Activity. Set down the material again. Keep every line exactly as it is.

Provided material.

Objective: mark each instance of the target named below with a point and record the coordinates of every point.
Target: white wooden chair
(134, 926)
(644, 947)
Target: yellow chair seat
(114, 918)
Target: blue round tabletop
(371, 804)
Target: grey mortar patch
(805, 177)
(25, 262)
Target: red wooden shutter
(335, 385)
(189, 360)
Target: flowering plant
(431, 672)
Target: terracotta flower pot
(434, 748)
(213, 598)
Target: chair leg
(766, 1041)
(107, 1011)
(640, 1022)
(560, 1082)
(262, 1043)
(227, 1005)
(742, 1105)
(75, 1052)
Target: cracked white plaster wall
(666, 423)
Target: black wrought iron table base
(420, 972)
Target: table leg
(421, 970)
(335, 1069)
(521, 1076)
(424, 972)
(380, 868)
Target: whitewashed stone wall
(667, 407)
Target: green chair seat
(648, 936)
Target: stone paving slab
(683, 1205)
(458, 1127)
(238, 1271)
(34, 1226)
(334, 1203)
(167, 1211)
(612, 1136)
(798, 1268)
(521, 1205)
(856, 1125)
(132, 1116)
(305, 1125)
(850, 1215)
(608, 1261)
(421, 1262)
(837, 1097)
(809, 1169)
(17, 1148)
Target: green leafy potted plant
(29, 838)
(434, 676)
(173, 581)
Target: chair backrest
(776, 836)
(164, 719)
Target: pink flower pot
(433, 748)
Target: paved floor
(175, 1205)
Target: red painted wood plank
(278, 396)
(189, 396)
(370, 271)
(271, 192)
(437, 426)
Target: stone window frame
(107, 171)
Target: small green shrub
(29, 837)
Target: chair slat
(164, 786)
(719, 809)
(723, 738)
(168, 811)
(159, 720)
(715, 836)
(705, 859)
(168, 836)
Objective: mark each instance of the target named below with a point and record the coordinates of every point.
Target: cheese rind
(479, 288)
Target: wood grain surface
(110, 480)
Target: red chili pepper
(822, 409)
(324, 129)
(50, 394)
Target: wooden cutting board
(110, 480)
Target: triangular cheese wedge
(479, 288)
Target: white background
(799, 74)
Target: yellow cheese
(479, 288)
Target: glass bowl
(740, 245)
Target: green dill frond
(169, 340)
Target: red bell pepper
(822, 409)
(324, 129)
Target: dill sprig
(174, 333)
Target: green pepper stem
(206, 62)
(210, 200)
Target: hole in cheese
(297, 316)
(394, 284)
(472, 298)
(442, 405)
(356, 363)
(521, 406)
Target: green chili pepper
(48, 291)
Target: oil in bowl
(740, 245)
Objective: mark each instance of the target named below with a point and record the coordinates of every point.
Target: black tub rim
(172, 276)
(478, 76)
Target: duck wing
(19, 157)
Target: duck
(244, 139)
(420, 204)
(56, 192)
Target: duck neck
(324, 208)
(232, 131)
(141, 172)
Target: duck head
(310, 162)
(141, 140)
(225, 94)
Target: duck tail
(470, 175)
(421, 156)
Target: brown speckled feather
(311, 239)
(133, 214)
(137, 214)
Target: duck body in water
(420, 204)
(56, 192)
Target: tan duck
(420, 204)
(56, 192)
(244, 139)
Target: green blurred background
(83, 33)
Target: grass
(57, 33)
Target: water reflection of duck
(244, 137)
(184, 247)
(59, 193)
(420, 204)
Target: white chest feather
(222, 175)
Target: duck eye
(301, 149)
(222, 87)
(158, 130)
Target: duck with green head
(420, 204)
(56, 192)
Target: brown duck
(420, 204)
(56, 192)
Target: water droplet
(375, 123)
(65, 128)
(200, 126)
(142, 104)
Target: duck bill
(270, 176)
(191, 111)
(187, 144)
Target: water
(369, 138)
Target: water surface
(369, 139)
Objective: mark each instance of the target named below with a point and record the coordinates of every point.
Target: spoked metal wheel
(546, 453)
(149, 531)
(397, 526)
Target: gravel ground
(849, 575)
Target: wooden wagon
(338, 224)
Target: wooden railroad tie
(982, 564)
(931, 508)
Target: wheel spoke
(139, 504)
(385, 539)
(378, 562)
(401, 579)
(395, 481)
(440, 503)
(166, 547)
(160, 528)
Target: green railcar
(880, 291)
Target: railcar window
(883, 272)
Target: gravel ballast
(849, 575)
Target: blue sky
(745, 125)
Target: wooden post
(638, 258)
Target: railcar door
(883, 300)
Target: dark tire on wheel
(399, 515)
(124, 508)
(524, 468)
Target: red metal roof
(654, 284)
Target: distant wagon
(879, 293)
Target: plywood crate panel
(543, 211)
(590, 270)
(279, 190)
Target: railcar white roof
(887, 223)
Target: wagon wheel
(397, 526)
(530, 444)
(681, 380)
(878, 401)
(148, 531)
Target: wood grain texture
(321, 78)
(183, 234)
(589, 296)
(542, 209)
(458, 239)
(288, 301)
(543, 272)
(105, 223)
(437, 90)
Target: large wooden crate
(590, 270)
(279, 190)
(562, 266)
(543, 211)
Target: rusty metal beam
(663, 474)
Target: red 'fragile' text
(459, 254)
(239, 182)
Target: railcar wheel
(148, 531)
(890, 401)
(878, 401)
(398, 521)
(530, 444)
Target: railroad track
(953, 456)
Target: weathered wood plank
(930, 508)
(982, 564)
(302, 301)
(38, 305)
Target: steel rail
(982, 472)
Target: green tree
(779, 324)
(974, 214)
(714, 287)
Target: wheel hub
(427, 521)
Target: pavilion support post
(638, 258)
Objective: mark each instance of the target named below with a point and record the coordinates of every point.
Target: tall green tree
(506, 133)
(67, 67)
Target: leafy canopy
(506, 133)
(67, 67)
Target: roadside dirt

Answer to the problem.
Objective: mark each instance of the target named below with a point and record the coordinates of every point.
Target: white wooden chair
(134, 926)
(644, 947)
Target: yellow chair seat
(114, 918)
Target: blue round tabletop
(371, 804)
Target: grey mortar patch
(805, 177)
(25, 262)
Target: red wooden shutter
(335, 385)
(189, 360)
Target: flowering plant
(431, 672)
Target: terracotta flower pot
(434, 748)
(213, 598)
Target: chair leg
(766, 1041)
(107, 1011)
(640, 1022)
(560, 1082)
(262, 1043)
(227, 1005)
(742, 1105)
(75, 1052)
Target: cracked white plaster wall
(666, 423)
Target: black wrought iron table base
(420, 972)
Target: table leg
(421, 970)
(335, 1069)
(521, 1076)
(424, 972)
(380, 868)
Target: whitewashed stone wall
(667, 407)
Target: green chair seat
(648, 936)
Target: stone paving slab
(683, 1205)
(458, 1127)
(238, 1271)
(34, 1226)
(334, 1203)
(167, 1211)
(612, 1136)
(798, 1268)
(521, 1205)
(856, 1125)
(132, 1116)
(305, 1125)
(850, 1215)
(608, 1261)
(421, 1262)
(837, 1097)
(809, 1169)
(17, 1148)
Target: green leafy potted plant
(29, 838)
(434, 676)
(173, 581)
Target: chair backrest
(776, 836)
(164, 719)
Target: pink flower pot
(433, 748)
Target: paved floor
(175, 1205)
Target: red painted wood plank
(278, 396)
(189, 396)
(370, 271)
(271, 192)
(437, 426)
Target: stone window frame
(107, 171)
Target: small green shrub
(29, 837)
Target: chair slat
(164, 786)
(719, 809)
(723, 738)
(168, 811)
(159, 720)
(715, 836)
(705, 859)
(168, 836)
Objective: mark each instance of the target named below with a point and record the coordinates of every point.
Target: cheese rind
(479, 288)
Target: wood grain surface
(110, 480)
Target: red chili pepper
(822, 409)
(324, 129)
(50, 394)
Target: wooden cutting board
(110, 480)
Target: triangular cheese wedge
(479, 288)
Target: white background
(799, 74)
Target: yellow cheese
(479, 288)
Target: glass bowl
(740, 245)
Target: green dill frond
(169, 340)
Target: red bell pepper
(822, 409)
(324, 129)
Target: dill sprig
(174, 333)
Target: green pepper stem
(206, 62)
(210, 200)
Target: hole in cheese
(297, 316)
(394, 284)
(472, 298)
(442, 405)
(356, 363)
(521, 406)
Target: green chili pepper
(48, 291)
Target: oil in bowl
(740, 245)
Objective: mark each instance of the target named below with a point and record the coordinates of every point.
Target: black tub rim
(172, 276)
(478, 76)
Target: duck wing
(19, 157)
Target: duck
(244, 139)
(420, 204)
(56, 192)
Target: duck neck
(324, 208)
(232, 131)
(141, 172)
Target: duck head
(310, 162)
(141, 140)
(225, 94)
Target: duck tail
(470, 175)
(421, 156)
Target: brown speckled feather
(311, 239)
(133, 214)
(137, 214)
Target: duck body in water
(420, 204)
(56, 192)
Target: tan duck
(420, 204)
(56, 192)
(244, 139)
Target: green blurred background
(83, 33)
Target: grass
(57, 33)
Target: water reflection of duck
(244, 137)
(184, 247)
(59, 193)
(420, 204)
Target: white chest feather
(222, 175)
Target: duck eye
(301, 149)
(222, 87)
(158, 130)
Target: duck with green head
(420, 204)
(56, 192)
Target: brown duck
(420, 204)
(56, 192)
Target: water droplet
(375, 123)
(65, 128)
(200, 126)
(142, 104)
Target: duck bill
(270, 176)
(191, 111)
(187, 144)
Target: water
(369, 138)
Target: water surface
(369, 139)
Objective: mark each instance of the target named below with a point and record the coordinates of every point.
Target: spoked metal wheel
(546, 453)
(149, 531)
(397, 526)
Target: gravel ground
(849, 575)
Target: wooden wagon
(338, 224)
Target: wooden railroad tie
(982, 564)
(931, 508)
Target: wheel spoke
(139, 504)
(385, 539)
(378, 562)
(401, 579)
(395, 481)
(440, 503)
(166, 547)
(160, 528)
Target: green railcar
(880, 291)
Target: railcar window
(883, 272)
Target: gravel ballast
(849, 575)
Target: blue sky
(745, 125)
Target: wooden post
(638, 258)
Target: railcar door
(883, 300)
Target: dark tire on wheel
(399, 515)
(124, 508)
(524, 468)
Target: red metal roof
(654, 284)
Target: distant wagon
(879, 293)
Target: plywood crate panel
(543, 211)
(590, 270)
(279, 190)
Target: railcar white roof
(887, 223)
Target: wagon wheel
(397, 526)
(530, 444)
(681, 380)
(878, 401)
(148, 531)
Target: wood grain texture
(321, 78)
(183, 234)
(589, 296)
(542, 209)
(458, 239)
(288, 301)
(543, 272)
(105, 223)
(437, 90)
Target: large wooden crate
(590, 270)
(279, 190)
(562, 266)
(543, 211)
Target: rusty metal beam
(663, 474)
Target: red 'fragile' text
(459, 254)
(239, 182)
Target: railcar wheel
(148, 531)
(890, 401)
(878, 401)
(398, 521)
(530, 444)
Target: railroad track
(953, 456)
Target: weathered wood plank
(930, 508)
(982, 564)
(302, 301)
(38, 305)
Target: steel rail
(982, 472)
Target: green tree
(779, 324)
(974, 214)
(714, 287)
Target: wheel hub
(427, 521)
Target: pavilion support post
(638, 258)
Objective: mark each instance of the target named below with a point and record the coordinates of every point.
Target: tall green tree
(506, 133)
(67, 67)
Target: leafy canopy
(506, 133)
(67, 67)
Target: roadside dirt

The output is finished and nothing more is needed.